## [TASK MATERIAL]
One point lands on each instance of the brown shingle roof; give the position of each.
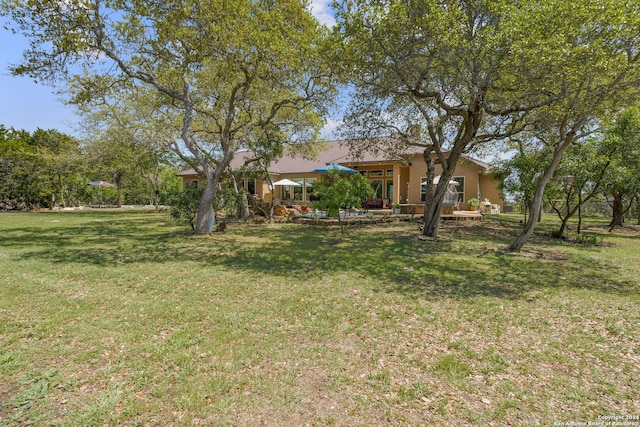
(332, 152)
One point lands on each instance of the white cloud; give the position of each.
(321, 9)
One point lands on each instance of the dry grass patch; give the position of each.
(119, 318)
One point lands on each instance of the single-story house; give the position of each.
(394, 180)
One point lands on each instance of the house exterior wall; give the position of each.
(400, 182)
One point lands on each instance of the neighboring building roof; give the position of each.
(333, 152)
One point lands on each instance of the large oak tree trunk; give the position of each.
(206, 215)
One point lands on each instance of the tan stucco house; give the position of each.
(395, 180)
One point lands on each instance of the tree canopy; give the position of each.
(230, 73)
(451, 75)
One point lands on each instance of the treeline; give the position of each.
(604, 168)
(49, 169)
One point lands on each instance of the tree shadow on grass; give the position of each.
(468, 261)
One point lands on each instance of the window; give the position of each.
(250, 185)
(308, 190)
(376, 184)
(459, 188)
(298, 190)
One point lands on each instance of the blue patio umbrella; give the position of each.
(337, 167)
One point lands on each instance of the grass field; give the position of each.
(121, 318)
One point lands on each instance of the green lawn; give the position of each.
(122, 318)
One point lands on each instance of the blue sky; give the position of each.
(27, 105)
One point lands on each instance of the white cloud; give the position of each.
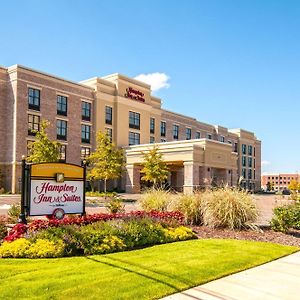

## [EXERCISE DETAILS]
Copy out every one of the entries above word for word, omitting the pictures.

## [PROBLEM SOLUTION]
One point lands on each instance of the brown shingle roof; give the position of each.
(332, 152)
One point lands on each instance of the white cloud; give the position of each.
(321, 9)
One point lands on each instance of the dry grass patch; give the position of each.
(119, 318)
One point lands on each instance of the single-story house; give the position of each.
(394, 180)
One point lands on each instance of the house exterior wall; give the position of each.
(400, 182)
One point lands on each instance of the neighboring building roof; give the position of each.
(333, 152)
One point lands on each instance of the large oak tree trunk; give the position of each.
(206, 215)
One point lands on each instance of the tan stucco house; give the position of each.
(395, 180)
One point lands on each instance of the tree canopy; give the position of each.
(230, 73)
(451, 75)
One point lands on each instance of the treeline; give the position of each.
(604, 168)
(49, 169)
One point lands on each instance of the tree shadow on grass; give the position of each.
(468, 261)
One point lands on each instance of the window; give the position of each.
(250, 185)
(308, 190)
(376, 184)
(459, 188)
(298, 190)
One point lands on each instance of the blue patio umbrella; give the position of each.
(337, 167)
One point lands on each instance of the grass field; give the position of each.
(121, 318)
One point lands on each instance of the green lawn; give the position of each.
(122, 318)
One point lands on each instance of the blue sky; give the position of each.
(27, 105)
One point lands on each instance of the white cloud; give the position of each.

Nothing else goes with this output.